## Required work
Reproduce each of the following records line for line, without changing a character.

## Recorded data
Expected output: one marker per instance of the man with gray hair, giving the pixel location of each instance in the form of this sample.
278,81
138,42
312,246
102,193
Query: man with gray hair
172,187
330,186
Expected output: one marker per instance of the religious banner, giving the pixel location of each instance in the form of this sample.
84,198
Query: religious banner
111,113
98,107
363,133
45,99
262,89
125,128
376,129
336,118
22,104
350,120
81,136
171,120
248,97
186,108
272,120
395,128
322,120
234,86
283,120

## Expected output
Expected output: one marker per instance of the man with gray hair, giving the pixel location of each instance in the form of this sample.
278,81
138,42
312,246
102,193
Query: man with gray hair
172,187
330,186
Expected output: one marker per instance of the religious banner, giving the pixel location of each instance in the form of this sample.
84,198
Query: religious banner
111,113
98,107
363,133
45,99
262,89
125,128
376,129
336,118
22,104
350,120
81,136
171,120
248,97
186,108
272,120
395,128
322,120
234,86
283,120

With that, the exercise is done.